§ DO THIS:
Please restate the following records word for word.

§ SOURCE MATERIAL:

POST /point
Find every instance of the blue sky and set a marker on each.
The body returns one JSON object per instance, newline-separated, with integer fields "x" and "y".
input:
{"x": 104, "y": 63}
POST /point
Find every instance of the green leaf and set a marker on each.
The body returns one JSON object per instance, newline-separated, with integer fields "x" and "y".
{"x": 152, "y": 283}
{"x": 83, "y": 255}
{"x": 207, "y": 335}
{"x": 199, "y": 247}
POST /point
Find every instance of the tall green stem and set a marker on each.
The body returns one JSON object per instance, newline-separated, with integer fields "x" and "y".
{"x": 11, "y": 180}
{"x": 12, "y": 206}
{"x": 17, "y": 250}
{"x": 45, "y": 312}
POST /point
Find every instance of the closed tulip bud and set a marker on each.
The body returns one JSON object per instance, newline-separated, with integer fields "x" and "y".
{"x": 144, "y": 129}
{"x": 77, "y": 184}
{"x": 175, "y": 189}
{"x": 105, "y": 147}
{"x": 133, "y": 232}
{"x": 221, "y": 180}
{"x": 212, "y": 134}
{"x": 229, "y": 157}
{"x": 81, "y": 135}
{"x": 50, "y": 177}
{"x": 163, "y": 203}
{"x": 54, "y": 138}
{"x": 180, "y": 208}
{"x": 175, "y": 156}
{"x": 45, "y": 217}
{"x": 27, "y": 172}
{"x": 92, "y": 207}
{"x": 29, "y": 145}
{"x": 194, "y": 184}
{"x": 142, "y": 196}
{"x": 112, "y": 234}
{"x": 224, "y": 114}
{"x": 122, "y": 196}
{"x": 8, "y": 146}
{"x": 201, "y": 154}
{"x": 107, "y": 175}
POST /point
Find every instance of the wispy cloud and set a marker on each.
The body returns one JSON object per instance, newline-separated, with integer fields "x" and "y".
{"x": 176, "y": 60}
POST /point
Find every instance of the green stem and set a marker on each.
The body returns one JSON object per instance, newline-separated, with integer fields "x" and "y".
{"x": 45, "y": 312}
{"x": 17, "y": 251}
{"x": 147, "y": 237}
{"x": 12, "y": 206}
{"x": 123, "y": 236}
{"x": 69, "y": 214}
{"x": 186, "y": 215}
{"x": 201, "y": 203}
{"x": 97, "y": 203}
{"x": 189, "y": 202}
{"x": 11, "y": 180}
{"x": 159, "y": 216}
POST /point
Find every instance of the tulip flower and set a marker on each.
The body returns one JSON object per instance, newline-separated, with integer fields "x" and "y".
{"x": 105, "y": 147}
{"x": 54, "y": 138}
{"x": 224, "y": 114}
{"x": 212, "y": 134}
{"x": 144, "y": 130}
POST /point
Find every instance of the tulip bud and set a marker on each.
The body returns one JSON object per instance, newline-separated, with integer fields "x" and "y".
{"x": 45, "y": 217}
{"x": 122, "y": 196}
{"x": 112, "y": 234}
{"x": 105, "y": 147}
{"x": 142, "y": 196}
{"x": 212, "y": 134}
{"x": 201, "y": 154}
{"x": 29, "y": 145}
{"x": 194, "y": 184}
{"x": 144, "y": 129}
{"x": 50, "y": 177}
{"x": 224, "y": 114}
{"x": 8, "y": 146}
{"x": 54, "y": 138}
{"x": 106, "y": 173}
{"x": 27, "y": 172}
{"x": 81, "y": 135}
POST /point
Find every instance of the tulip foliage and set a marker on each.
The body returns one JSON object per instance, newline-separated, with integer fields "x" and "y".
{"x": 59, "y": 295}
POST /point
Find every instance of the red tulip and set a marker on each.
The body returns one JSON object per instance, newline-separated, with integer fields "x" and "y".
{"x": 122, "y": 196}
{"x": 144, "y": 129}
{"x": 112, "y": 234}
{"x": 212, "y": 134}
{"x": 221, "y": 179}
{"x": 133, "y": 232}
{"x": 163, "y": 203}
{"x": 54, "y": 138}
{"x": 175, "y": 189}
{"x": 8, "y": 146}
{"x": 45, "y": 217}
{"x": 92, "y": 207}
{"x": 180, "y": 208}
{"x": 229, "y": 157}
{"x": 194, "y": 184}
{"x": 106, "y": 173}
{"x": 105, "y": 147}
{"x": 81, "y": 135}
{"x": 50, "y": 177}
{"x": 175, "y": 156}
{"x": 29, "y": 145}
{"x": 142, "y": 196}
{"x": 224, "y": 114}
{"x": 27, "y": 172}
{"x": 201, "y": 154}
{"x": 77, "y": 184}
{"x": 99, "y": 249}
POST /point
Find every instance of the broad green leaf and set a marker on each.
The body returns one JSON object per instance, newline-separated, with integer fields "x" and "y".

§ RESULT BELOW:
POST /point
Find every instance of the blue sky and set a marker on each.
The body returns one JSON object per instance, newline-separated, with integer fields "x" and "y".
input:
{"x": 104, "y": 63}
POST /point
Find every instance of the green leaf and set a marker on each.
The body returns one JSON object per instance, newline-separated, with integer fields "x" and "y".
{"x": 152, "y": 283}
{"x": 83, "y": 255}
{"x": 207, "y": 335}
{"x": 199, "y": 247}
POST /point
Find every instance of the tall green stem and set a marker on each.
The body returns one JSON object per instance, newline-separated, with integer fields "x" and "y".
{"x": 11, "y": 180}
{"x": 12, "y": 206}
{"x": 17, "y": 250}
{"x": 45, "y": 312}
POST /point
Find every instance of the closed tulip bud and set a marker on each.
The body returns one JSON object per instance, newline-separated, with integer fields "x" and "y".
{"x": 144, "y": 129}
{"x": 77, "y": 184}
{"x": 175, "y": 189}
{"x": 105, "y": 147}
{"x": 133, "y": 232}
{"x": 221, "y": 180}
{"x": 212, "y": 134}
{"x": 229, "y": 157}
{"x": 81, "y": 135}
{"x": 50, "y": 177}
{"x": 163, "y": 203}
{"x": 54, "y": 138}
{"x": 180, "y": 208}
{"x": 175, "y": 156}
{"x": 45, "y": 217}
{"x": 27, "y": 172}
{"x": 92, "y": 207}
{"x": 29, "y": 145}
{"x": 194, "y": 184}
{"x": 142, "y": 196}
{"x": 112, "y": 234}
{"x": 224, "y": 114}
{"x": 122, "y": 196}
{"x": 8, "y": 146}
{"x": 201, "y": 154}
{"x": 107, "y": 175}
POST /point
Find every instance of the wispy cloud and set a marker on each.
The body returns one JSON object per instance, newline-separated, with integer fields "x" and "y".
{"x": 176, "y": 60}
POST /point
Find every instance of the green stem and set a marker on each.
The body returns one JSON object per instance, newline-separated, with integer fields "x" and "y".
{"x": 45, "y": 312}
{"x": 17, "y": 251}
{"x": 147, "y": 237}
{"x": 12, "y": 206}
{"x": 123, "y": 236}
{"x": 69, "y": 214}
{"x": 186, "y": 215}
{"x": 201, "y": 203}
{"x": 97, "y": 203}
{"x": 189, "y": 202}
{"x": 11, "y": 180}
{"x": 159, "y": 216}
POST /point
Find every instance of the tulip flower and set a marker on each.
The body returns one JSON object per instance, newline-separated, with integer fields "x" and "y".
{"x": 105, "y": 147}
{"x": 54, "y": 138}
{"x": 224, "y": 114}
{"x": 212, "y": 134}
{"x": 144, "y": 130}
POST /point
Find every instance of the tulip bud and set a marker on each.
The body returns one JSON object per instance, newline-separated, with integer fields "x" and "y".
{"x": 45, "y": 217}
{"x": 122, "y": 196}
{"x": 112, "y": 234}
{"x": 105, "y": 147}
{"x": 142, "y": 196}
{"x": 212, "y": 134}
{"x": 201, "y": 154}
{"x": 29, "y": 145}
{"x": 194, "y": 184}
{"x": 144, "y": 129}
{"x": 50, "y": 177}
{"x": 224, "y": 114}
{"x": 8, "y": 146}
{"x": 54, "y": 138}
{"x": 106, "y": 173}
{"x": 27, "y": 172}
{"x": 81, "y": 135}
POST /point
Find every instance of the tulip foliage and set a marker on each.
The body returns one JSON object per instance, newline-separated, with integer fields "x" and "y".
{"x": 59, "y": 295}
POST /point
Find every instance of the red tulip and set a marker on each.
The body returns one JSON object per instance, newline-separated, with integer fields "x" and "y".
{"x": 122, "y": 196}
{"x": 144, "y": 129}
{"x": 112, "y": 234}
{"x": 212, "y": 134}
{"x": 221, "y": 179}
{"x": 133, "y": 232}
{"x": 163, "y": 203}
{"x": 54, "y": 138}
{"x": 175, "y": 189}
{"x": 8, "y": 146}
{"x": 45, "y": 217}
{"x": 92, "y": 207}
{"x": 180, "y": 208}
{"x": 229, "y": 157}
{"x": 194, "y": 184}
{"x": 106, "y": 173}
{"x": 105, "y": 147}
{"x": 81, "y": 135}
{"x": 50, "y": 177}
{"x": 175, "y": 156}
{"x": 29, "y": 145}
{"x": 142, "y": 196}
{"x": 224, "y": 114}
{"x": 27, "y": 172}
{"x": 201, "y": 154}
{"x": 77, "y": 184}
{"x": 99, "y": 249}
POST /point
Find every instance of the broad green leaf and set a marker on each.
The body returns one JSON object per instance, newline-separated, with integer fields "x" and "y".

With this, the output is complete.